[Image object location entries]
- - -

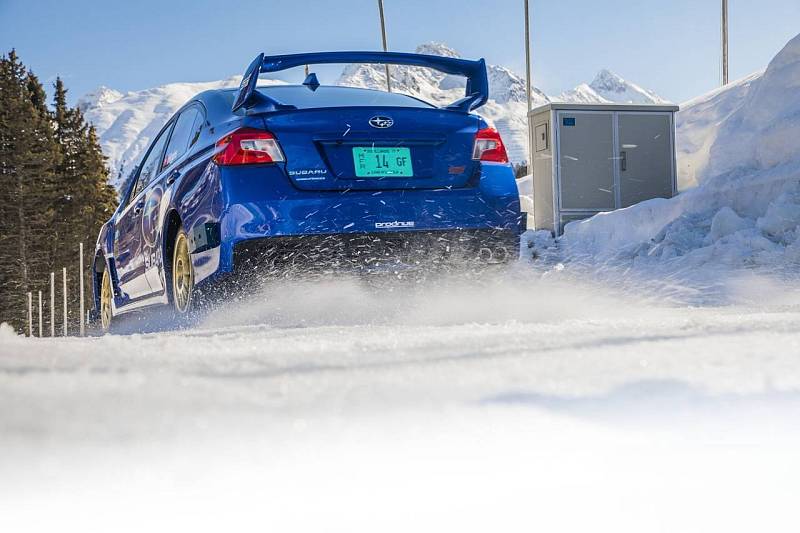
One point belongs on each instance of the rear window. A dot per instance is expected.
(327, 96)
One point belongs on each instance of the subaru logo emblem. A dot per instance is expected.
(381, 122)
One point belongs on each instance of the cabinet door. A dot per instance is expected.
(645, 157)
(586, 160)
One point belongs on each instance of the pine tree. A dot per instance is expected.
(28, 157)
(88, 199)
(54, 190)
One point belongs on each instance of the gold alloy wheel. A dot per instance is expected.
(182, 275)
(105, 301)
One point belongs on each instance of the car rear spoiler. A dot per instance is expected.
(477, 91)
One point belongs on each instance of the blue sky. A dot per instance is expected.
(670, 46)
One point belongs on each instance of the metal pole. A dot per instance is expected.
(30, 315)
(64, 271)
(80, 277)
(528, 82)
(52, 304)
(724, 42)
(385, 47)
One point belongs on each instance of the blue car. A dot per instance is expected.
(308, 176)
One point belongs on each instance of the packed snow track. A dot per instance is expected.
(328, 406)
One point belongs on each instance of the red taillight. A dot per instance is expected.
(248, 146)
(489, 147)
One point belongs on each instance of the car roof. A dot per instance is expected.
(218, 102)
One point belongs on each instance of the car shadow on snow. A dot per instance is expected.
(668, 404)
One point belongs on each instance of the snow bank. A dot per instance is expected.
(745, 211)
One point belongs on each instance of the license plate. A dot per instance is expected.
(382, 162)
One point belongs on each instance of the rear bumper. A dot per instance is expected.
(258, 205)
(375, 252)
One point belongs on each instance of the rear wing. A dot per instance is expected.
(477, 90)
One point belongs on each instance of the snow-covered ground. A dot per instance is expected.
(744, 212)
(640, 374)
(126, 123)
(528, 402)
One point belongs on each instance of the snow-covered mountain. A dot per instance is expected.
(126, 123)
(738, 146)
(610, 88)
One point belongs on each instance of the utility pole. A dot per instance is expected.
(30, 314)
(725, 42)
(52, 304)
(80, 277)
(64, 271)
(385, 47)
(528, 82)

- - -

## YOUR OBJECTIVE
Rewrite all of the data above, changing "dot" to "marker" and keeping everything else the same. Leave the pictures out.

## THE OUTPUT
One point belongs on each instance of the rear window. A marker per instance is expected.
(327, 96)
One point belongs on each instance of the subaru logo emblem. A marker per instance is expected.
(381, 122)
One point belongs on each instance of the cabinet door. A marker per instance is expected.
(645, 157)
(586, 160)
One point belongs on each instance of the pine tree. A marker per instance is expected.
(28, 157)
(88, 199)
(54, 190)
One point belongs on each instance of the gold alloy wheel. A marker per instance is expected.
(182, 275)
(105, 301)
One point belongs on each instance of the car rear spoiler. A marker per instance is expected.
(477, 91)
One point belongs on each instance of the blue sky. A marker per instance is expected.
(670, 46)
One point belongs on each instance of the metal pole. A marker per instance is expected.
(30, 315)
(64, 271)
(80, 277)
(528, 82)
(52, 304)
(724, 42)
(385, 47)
One point belongs on each instance of the blue car. A marker per instance is expected.
(308, 176)
One point belongs on each instance of the packed snow track. A marker per instance is expected.
(328, 406)
One point belongs on each instance of the red taillight. A marker per instance is expected.
(248, 146)
(489, 147)
One point belongs on each instance of the car roof. A marker per instance is expected.
(218, 102)
One point belongs on each instance of the car shadow on snow. A marker per instance is expected.
(668, 404)
One point belongs on each instance of the snow bank. A marker per instance is expected.
(745, 211)
One point belongs on each instance of the license plate. A marker per instance is expected.
(382, 162)
One point belongs on each instance of the rear bumper. A marker per instance is expected.
(258, 205)
(375, 252)
One point belongs on each instance of the rear wing. A marker per instance is expected.
(477, 90)
One point belongs on each instance of the snow-covered ground. A marker per instance is expected.
(744, 212)
(640, 374)
(126, 123)
(528, 402)
One point belongs on each instance of the snow-covered mountain. A marker per instance is expected.
(126, 123)
(738, 146)
(610, 88)
One point belongs on each instance of the utility pole. A marker per instance is expected.
(30, 314)
(725, 42)
(52, 304)
(80, 277)
(64, 271)
(385, 47)
(528, 82)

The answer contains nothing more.